> Requirement A
Reproduce everything in the budget speech below from "I also want" down to "the tax system.", with no changes.

— Start Document extract —

I also want to mention briefly the freezing of the threshold about which the right hon. Member for Stirling (Mrs McGuire) spoke interestingly. Again, the Government were right. Because the big step is being taken to raise thresholds altogether, it makes absolute sense, at no cash cost to any current pensioner, to freeze this level and allow it to even out so that we have one threshold. Every time we have variance in tax levels, be they rates or thresholds, we simply employ more people at Her Majesty’s Revenue and Customs, we have a more expensive cost of collection and we fail to achieve the objective of simplicity across the tax system.

This has been a great Budget and I wish to finish by speaking briefly about this terrible question of tax avoidance. I agreed with my hon. Friend the Member for Dover (Charlie Elphicke) when he cited that notable judge with his phrase about allowing the taxman to take the biggest shovel. If people avoid tax, that is legal because we, as Parliament, have allowed them to do so. The following clauses in part 1 of the Bill allow legal tax avoidance: 13, 14, 15, 16, 19, 20, 38, 39, 40 and 44. All those clauses in the first 50 allow tax avoidance of which the Government approve. We will all approve of some of them, because they allow MPs £30,000 tax free when they leave Parliament, allow cars that must be made secure because people are at risk to be tax free and allow people in particular situations and circumstances to pay less tax than they would in normal circumstances. The enterprise initiatives under clauses 38, 39 and 40 allow investment that the Government want to encourage. Those are all examples of tax avoidance that is liked by the Government.

— End Document extract —

> Requirement B
Report each line of the rows below that contains the string "vegetation".

— Start Exercise materials —

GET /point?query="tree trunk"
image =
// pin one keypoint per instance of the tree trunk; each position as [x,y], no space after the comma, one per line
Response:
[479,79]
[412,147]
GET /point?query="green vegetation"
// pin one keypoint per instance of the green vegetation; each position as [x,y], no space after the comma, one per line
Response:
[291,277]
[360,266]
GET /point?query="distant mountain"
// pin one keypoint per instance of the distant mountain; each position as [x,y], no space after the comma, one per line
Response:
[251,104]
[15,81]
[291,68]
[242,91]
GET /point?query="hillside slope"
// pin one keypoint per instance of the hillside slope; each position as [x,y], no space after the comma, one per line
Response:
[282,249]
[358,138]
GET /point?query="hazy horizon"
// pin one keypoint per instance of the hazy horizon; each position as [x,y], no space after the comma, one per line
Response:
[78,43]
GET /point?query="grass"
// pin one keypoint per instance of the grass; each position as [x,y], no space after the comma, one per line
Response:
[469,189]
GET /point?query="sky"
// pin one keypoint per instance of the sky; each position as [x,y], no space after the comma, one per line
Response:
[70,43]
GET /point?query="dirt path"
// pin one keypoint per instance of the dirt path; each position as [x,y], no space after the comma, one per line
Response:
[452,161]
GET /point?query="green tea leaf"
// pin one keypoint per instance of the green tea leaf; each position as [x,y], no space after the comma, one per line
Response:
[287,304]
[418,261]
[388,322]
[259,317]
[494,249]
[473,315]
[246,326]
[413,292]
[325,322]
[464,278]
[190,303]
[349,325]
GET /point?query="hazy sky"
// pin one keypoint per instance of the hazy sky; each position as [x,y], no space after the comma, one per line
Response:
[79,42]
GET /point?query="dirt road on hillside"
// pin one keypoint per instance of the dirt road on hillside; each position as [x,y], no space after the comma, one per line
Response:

— End Exercise materials —
— Start Exercise materials —

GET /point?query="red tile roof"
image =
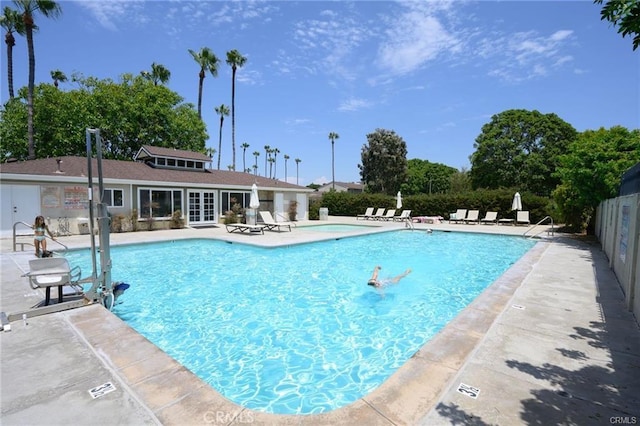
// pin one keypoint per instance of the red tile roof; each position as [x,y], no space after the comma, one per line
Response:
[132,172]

— End Exercise materials —

> Written reply A
I also want to mention briefly the freezing of the threshold about which the right hon. Member for Stirling (Mrs McGuire) spoke interestingly. Again, the Government were right. Because the big step is being taken to raise thresholds altogether, it makes absolute sense, at no cash cost to any current pensioner, to freeze this level and allow it to even out so that we have one threshold. Every time we have variance in tax levels, be they rates or thresholds, we simply employ more people at Her Majesty’s Revenue and Customs, we have a more expensive cost of collection and we fail to achieve the objective of simplicity across the tax system.

> Written reply B
GET /point?query="green vegetation"
// pin one keypoint per instance of the green vegetation; each position as [x,y], no space after the comma, one per line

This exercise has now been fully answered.